-- What needs to be done --
Could you carry on the report below on farm bill conservation aid for beginning and socially disadvantaged farmers, picking up right after its last sentence?

-- Page --

>> start

April 21, 2011
With generous assistance from USDA’s Natural Resources Conservation Service (NRCS) staff in the Resource Economic, Analysis and Policy (REAP) Division, NSAC has assembled the following brief report on farm bill conservation program assistance targeted to beginning and socially disadvantaged farmers and ranchers for the fiscal year 2010 enrollment period.
What is REAP?
The REAP Division’s Data and Information Team was established to help to make sure that NRCS is consistent in the way that data is shared outside of the Agency. This unit works closely with program and financial managers to assemble, interpret, and disseminate data. All of the data used in this brief report was provided by the REAP Data and Information Team. We thank them for their assistance in generating the information presented below.
Background in Brief
The 2008 Farm Bill includes special participation incentives and improved access for beginning and socially disadvantaged farmers and ranchers in the two major working lands conservation programs: Environmental Quality Incentives Program (EQIP) and Conservation Stewardship Program (CSP).
The 2008 Farm Bill provides $7.325 billion in mandatory funding for EQIP for the years 2008-2012. The conservation access provision requires 5 percent of that total funding to be set aside for beginning farmers and ranchers and another 5 percent for socially disadvantaged producers.
Similarly, the 2008 Farm Bill reauthorizes the Conservation Stewardship Program (CSP) and directs the Secretary to enroll 13 million acres in the program each year (through 2017) with an average payment of $18 per acre per year. A conservation access provision in CSP requires that 5 percent of acres enrolled be made available for beginning farmers and ranchers and another 5 percent of acres for socially disadvantaged producers.

>> end

-- Collected data --
>> start

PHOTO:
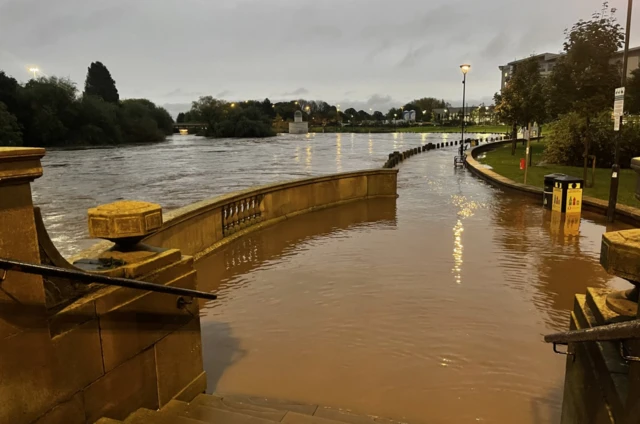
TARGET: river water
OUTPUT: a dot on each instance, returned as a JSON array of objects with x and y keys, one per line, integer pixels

>> end

-- Exercise answer --
Any set-aside funds or acres that are not used by a certain date during the fiscal year (to be determined by the Secretary of Agriculture) will be re-pooled so that they can be used by other producers in the programs.
In addition to the funding set-aside, both beginning and socially disadvantaged farmers and ranchers, as well as limited resource farmers, are eligible for special higher EQIP payment rates than other farmers. EQIP payments are generally limited to not more than 75 percent of the cost of the conservation practices involved. For beginning and socially disadvantaged farmers and ranchers, however, the top limit is 90 percent.
The farm bill also mandates that the difference between the normal rate and the special rate must be at least 25 percent. For instance, if the regular payment rate for a particular practice in a particular county is 50 percent, the special rate must be at least 75 percent.
Also, beginning and socially disadvantaged farmers and ranchers, as well as limited resource farmers and ranchers, are eligible to receive up to 30 percent of their total payment in advance to help cover their upfront costs for materials and contracting.
Beginning farmers and ranchers (BFR) are those who have operated for 10 years or less and who materially and substantially participate and provide substantial day-to-day on-farm labor and management.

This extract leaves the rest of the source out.